Region pointing data

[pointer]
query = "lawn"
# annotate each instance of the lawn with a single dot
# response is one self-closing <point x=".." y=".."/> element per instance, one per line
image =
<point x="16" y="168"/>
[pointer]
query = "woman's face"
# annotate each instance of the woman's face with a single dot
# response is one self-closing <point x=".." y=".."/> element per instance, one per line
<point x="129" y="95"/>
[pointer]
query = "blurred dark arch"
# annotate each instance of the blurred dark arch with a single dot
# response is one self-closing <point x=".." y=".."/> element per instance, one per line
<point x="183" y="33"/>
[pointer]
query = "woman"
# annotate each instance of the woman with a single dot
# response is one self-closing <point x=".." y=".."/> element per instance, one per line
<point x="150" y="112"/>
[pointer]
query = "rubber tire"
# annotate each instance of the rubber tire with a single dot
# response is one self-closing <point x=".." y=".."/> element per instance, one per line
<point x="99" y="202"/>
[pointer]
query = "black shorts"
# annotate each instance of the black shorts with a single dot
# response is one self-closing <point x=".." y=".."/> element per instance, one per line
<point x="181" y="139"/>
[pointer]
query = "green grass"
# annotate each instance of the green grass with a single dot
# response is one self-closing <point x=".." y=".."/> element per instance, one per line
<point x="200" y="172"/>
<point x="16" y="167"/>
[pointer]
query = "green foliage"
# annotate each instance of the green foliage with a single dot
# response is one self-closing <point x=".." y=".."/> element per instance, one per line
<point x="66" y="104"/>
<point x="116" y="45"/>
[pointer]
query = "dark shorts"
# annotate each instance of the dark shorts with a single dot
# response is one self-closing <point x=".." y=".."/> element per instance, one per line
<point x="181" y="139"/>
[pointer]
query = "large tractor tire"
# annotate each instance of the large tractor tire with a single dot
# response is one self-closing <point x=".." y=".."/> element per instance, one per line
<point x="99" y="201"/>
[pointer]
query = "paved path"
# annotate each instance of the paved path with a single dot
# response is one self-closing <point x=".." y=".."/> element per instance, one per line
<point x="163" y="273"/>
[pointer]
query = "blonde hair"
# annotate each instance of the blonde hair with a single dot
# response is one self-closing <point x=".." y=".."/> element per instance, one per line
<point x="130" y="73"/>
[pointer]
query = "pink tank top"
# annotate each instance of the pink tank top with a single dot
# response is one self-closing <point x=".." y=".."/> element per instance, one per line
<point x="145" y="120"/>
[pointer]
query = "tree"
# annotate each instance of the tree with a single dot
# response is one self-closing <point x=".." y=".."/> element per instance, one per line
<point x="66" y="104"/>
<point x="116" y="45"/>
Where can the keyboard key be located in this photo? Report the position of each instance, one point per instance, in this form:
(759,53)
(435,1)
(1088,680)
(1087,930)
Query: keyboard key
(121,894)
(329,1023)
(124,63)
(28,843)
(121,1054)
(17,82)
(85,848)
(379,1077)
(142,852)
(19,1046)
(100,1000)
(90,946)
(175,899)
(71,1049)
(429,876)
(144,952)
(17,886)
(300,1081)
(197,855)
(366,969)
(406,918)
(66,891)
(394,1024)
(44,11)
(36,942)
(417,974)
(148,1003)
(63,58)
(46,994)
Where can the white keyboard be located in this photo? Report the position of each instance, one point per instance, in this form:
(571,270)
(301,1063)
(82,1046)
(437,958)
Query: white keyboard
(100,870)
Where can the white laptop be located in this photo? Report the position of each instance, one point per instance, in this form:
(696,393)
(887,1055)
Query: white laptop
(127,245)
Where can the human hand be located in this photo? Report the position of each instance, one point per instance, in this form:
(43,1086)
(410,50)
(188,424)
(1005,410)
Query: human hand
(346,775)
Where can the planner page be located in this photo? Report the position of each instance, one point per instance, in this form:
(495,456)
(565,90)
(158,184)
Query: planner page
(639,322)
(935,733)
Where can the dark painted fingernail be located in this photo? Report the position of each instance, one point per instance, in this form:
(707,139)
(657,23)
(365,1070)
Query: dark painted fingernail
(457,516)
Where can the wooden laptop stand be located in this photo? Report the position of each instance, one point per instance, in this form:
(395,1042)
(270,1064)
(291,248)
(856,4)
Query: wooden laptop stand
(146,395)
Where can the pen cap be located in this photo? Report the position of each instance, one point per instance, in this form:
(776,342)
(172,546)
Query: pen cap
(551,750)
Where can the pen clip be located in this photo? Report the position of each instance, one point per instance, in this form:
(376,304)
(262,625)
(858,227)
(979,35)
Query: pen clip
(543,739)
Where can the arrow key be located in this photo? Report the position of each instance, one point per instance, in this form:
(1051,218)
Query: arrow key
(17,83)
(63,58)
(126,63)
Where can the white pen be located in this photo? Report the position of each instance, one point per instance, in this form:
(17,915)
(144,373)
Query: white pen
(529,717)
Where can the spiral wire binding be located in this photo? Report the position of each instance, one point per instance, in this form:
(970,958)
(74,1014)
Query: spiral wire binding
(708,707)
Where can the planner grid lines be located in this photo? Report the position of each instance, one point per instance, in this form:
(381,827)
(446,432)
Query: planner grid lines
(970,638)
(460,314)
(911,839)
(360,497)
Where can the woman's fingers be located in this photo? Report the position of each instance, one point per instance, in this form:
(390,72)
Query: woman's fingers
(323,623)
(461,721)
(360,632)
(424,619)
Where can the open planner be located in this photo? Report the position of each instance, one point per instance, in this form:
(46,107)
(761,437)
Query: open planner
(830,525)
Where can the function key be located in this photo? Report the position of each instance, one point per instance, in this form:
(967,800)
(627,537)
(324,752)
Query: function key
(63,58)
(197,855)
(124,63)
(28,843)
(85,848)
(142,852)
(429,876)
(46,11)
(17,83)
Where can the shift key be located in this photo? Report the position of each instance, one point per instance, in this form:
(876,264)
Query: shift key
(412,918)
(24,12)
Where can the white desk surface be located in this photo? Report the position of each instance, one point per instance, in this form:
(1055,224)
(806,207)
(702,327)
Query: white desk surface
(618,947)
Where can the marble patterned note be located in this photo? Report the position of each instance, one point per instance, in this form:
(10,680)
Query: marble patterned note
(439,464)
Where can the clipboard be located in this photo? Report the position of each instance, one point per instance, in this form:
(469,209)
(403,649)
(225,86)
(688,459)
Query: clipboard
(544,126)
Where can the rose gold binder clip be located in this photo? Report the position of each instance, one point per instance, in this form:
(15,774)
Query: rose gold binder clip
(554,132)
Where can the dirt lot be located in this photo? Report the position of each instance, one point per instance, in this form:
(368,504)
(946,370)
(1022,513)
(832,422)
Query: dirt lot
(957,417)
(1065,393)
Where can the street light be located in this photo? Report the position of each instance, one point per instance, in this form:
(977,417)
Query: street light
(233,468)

### Task description
Could you write out all the data exactly as it is given?

### Response area
[pointer]
query = "lawn"
# annotate each instance of the lawn with a single dot
# response is one self-closing <point x=".." y=".."/> element per instance, one per line
image =
<point x="16" y="168"/>
[pointer]
query = "woman's face"
# annotate each instance of the woman's face with a single dot
# response is one self-closing <point x=".." y=".."/> element per instance, one per line
<point x="129" y="95"/>
[pointer]
query = "blurred dark arch"
# annotate each instance of the blurred dark arch with a single dot
# response is one self-closing <point x=".." y=".."/> element per instance, one per line
<point x="183" y="33"/>
[pointer]
query = "woman"
# annotate each instance of the woman with a single dot
# response is one self-closing <point x=".." y=".."/> element per instance, one per line
<point x="150" y="112"/>
[pointer]
query = "rubber tire"
# annotate each instance of the rubber tire with a single dot
# response is one self-closing <point x=".." y=".."/> element per instance, one per line
<point x="99" y="202"/>
[pointer]
query = "black shorts"
# annotate each instance of the black shorts with a single dot
# response is one self-closing <point x=".." y=".."/> element per instance, one per line
<point x="181" y="139"/>
[pointer]
query = "green grass"
# annotate each instance of the green grass with a single dot
# response is one self-closing <point x=".." y=".."/> element per instance, one per line
<point x="200" y="172"/>
<point x="16" y="167"/>
[pointer]
query = "green foliage"
# annotate each instance of the green foliage with a single dot
# response is one self-closing <point x=".." y=".."/> element per instance, one per line
<point x="66" y="104"/>
<point x="116" y="45"/>
[pointer]
query = "dark shorts"
# annotate each instance of the dark shorts with a single dot
# response is one self-closing <point x=".." y=".."/> element per instance, one per line
<point x="181" y="139"/>
[pointer]
query = "large tractor tire"
# annotate each instance of the large tractor tire with a single dot
# response is one self-closing <point x=".." y=".."/> element per instance, one per line
<point x="99" y="201"/>
[pointer]
query = "paved path"
# annotate each instance of the paved path with a single dot
# response is one self-closing <point x=".." y=".."/> element per instance, one per line
<point x="163" y="273"/>
[pointer]
query = "blonde hair"
# annotate each instance of the blonde hair with a single dot
# response is one self-closing <point x=".." y=".."/> element per instance, one per line
<point x="130" y="73"/>
[pointer]
query = "pink tank top"
# annotate each instance of the pink tank top with a single dot
# response is one self-closing <point x=".." y=".."/> element per instance, one per line
<point x="145" y="120"/>
[pointer]
query = "tree"
# annotate each instance of the tree with a single dot
# response is one self-closing <point x=".." y=".."/> element per instance, one per line
<point x="66" y="104"/>
<point x="116" y="45"/>
Where can the keyboard key be located in this photo? Report the position of each instance, one point per instance, in this form:
(759,53)
(435,1)
(1088,680)
(1087,930)
Query: keyboard key
(121,894)
(329,1023)
(124,63)
(28,843)
(121,1054)
(17,82)
(85,848)
(379,1077)
(142,852)
(19,1046)
(100,1000)
(90,946)
(175,899)
(71,1049)
(429,876)
(144,952)
(17,886)
(300,1081)
(197,855)
(366,969)
(406,918)
(66,891)
(394,1024)
(44,11)
(36,942)
(417,974)
(148,1003)
(63,58)
(46,994)
Where can the white keyboard be located in this photo? Report the position of each instance, one point per instance, in this form:
(571,270)
(301,1063)
(82,1046)
(437,958)
Query: white keyboard
(100,870)
Where can the white laptop be located in this photo? Report the position of each instance, one point per instance, in this form:
(696,393)
(887,1055)
Query: white laptop
(127,245)
Where can the human hand be located in this photo? Report the position of each instance, one point per instance, in this form:
(43,1086)
(410,50)
(188,424)
(1005,410)
Query: human hand
(346,775)
Where can the planner page be located in this photo? Report the position of each instance, one point per instance, in this form:
(495,456)
(565,90)
(158,184)
Query: planner page
(639,322)
(935,733)
Where can the dark painted fingernail be located in this photo? Report the position of each instance, one point per instance, in this form:
(707,139)
(657,23)
(365,1070)
Query: dark painted fingernail
(457,516)
Where can the wooden laptop stand be located in this photo? Report the position of each instance, one point per instance, in this form:
(395,1042)
(270,1064)
(291,248)
(856,4)
Query: wooden laptop stand
(146,395)
Where can the pen cap be located in this photo? Report the position of each instance, one point per instance, in this form:
(776,342)
(172,546)
Query: pen cap
(551,750)
Where can the pen clip be located in this photo? Report the position of each instance, one point per instance, in this form:
(376,304)
(262,625)
(858,227)
(979,35)
Query: pen clip
(543,739)
Where can the arrow key be located in this photo? Report the position of each instance, one point per instance, in this form:
(1051,218)
Query: arrow key
(17,83)
(63,58)
(126,63)
Where can the white pen be located in this photo? Report the position of each instance, one point per instance, in this form:
(17,915)
(144,373)
Query: white pen
(529,717)
Where can the spiral wire binding be located in this photo? Report the position of each instance, one point per instance, in this form:
(970,958)
(74,1014)
Query: spiral wire binding
(708,707)
Where can the planner grid lines be located in this photo? Report the position of each instance, one point per instance, in this form:
(381,827)
(446,432)
Query: planner grid lines
(970,638)
(460,314)
(911,839)
(360,497)
Where can the woman's fingers be located in this photo? Report the position of each instance, one point per instance, in this form:
(390,72)
Query: woman's fingers
(323,623)
(461,721)
(360,632)
(424,619)
Where can the open planner be located in this photo? Report the position of each instance, one point per instance, in this form:
(46,107)
(761,437)
Query: open planner
(830,525)
Where can the function key be located in this photo? Report the position of each instance, one point per instance, in this form:
(967,800)
(627,537)
(324,752)
Query: function key
(63,58)
(197,855)
(124,63)
(28,843)
(85,848)
(142,852)
(429,876)
(46,11)
(17,83)
Where can the shift key be located in this photo? Report the position of each instance, one point per instance, in this form:
(876,264)
Query: shift key
(412,918)
(24,12)
Where can the white desk surface be located in this photo? Report the position of each instance, one point per instance, in this form:
(1055,224)
(806,207)
(702,327)
Query: white desk surface
(618,947)
Where can the marble patterned note be located in this photo? Report the position of each instance, one point per instance, in this form:
(10,680)
Query: marble patterned note
(439,464)
Where can the clipboard be located in this photo? Report the position of each instance, one point per instance, in this form:
(469,209)
(403,649)
(225,86)
(688,459)
Query: clipboard
(544,126)
Where can the rose gold binder clip be located in this photo? Report the position of each instance, one point per instance, in this form:
(15,774)
Query: rose gold binder clip
(554,132)
Where can the dirt lot be located in this photo? Report the position of each instance, one point per instance, in this form:
(368,504)
(946,370)
(1022,513)
(832,422)
Query: dirt lot
(957,417)
(1065,393)
Where can the street light be located in this photo? Report the position of each instance, one point per instance, in this form:
(977,417)
Query: street light
(233,468)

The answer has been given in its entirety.